> _Textauszug_:
+--
Schon die oberirdische Biomasse der Gezeitenwälder ist beträchtlich: Sie bindet nach den Erkenntnissen der Forscher pro Hektar 159 Tonnen reinen Kohlenstoff. Der Löwenanteil jedoch steckt im Boden – über 800 Tonnen liegt dort im Durchschnitt auf einem Hektar vor, mehr als das Vierfache anderer Wälder. Angesichts der tiefen, dunklen Schlämme typischer Mangrovenwälder hatten Forscher das schon länger vermutet, doch für eine genauere Schätzung fehlten bisher die Daten. Die Wissenschaftler um Donato haben diese Lücke nun ein Stück weit geschlossen, indem sie vor Ort nachschauten, was sich tatsächlich auf und im Boden verbirgt.

Dazu identifizierten sie auf Luftbildern geeignete Querschnitte durch den jeweiligen Mangrovensaum, auf dem sie dann vor Ort alle 25 Meter ein Bohrloch anlegten. Anhand des Bohrkerns bestimmten sie Tiefe und Kohlenstoffgehalt des Bodens, und eine Inventur aller Bäume und Holzreste in einem Radius von sieben Metern um die Bohrstelle leistete das gleiche für die oberirdische Vegetation.

Wurzelgewirr | Die feinen Wurzelhaare an den Stelzen dieser Mangroven sind besonders effektive Sedimentfallen.
+--
> _Rohdaten_:

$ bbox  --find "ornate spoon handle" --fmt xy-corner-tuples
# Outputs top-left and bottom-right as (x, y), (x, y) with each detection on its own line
+--
> _Arbeitsaufträge_:
1. Wie viel reinen Kohlenstoff bindet die oberirdische Biomasse der Gezeitenwälder laut dem Text über Mangrovenwälder pro Hektar?
2. Schreiben Sie aus dem Text über Mangrovenwälder die Passage von „Dazu identifizierten sie“ bis „die oberirdische Vegetation.“ wortgetreu ab.
3. Erklären Sie in ein bis drei Sätzen, warum Forscher laut dem Text über Mangrovenwälder schon länger vermutet hatten, dass der Großteil des Kohlenstoffs im Boden steckt.
Die Auflistung spielt hierfür keine Rolle.

> _Lösungen_:
1. 159 Tonnen pro Hektar.

2.
Dazu identifizierten sie auf Luftbildern geeignete Querschnitte durch den jeweiligen Mangrovensaum, auf dem sie dann vor Ort alle 25 Meter ein Bohrloch anlegten. Anhand des Bohrkerns bestimmten sie Tiefe und Kohlenstoffgehalt des Bodens, und eine Inventur aller Bäume und Holzreste in einem Radius von sieben Metern um die Bohrstelle leistete das gleiche für die oberirdische Vegetation.

3. Die Vermutung beruhte auf den tiefen, dunklen Schlämmen, die für Mangrovenwälder typisch sind. Für eine genauere Schätzung fehlten bisher jedoch die Daten.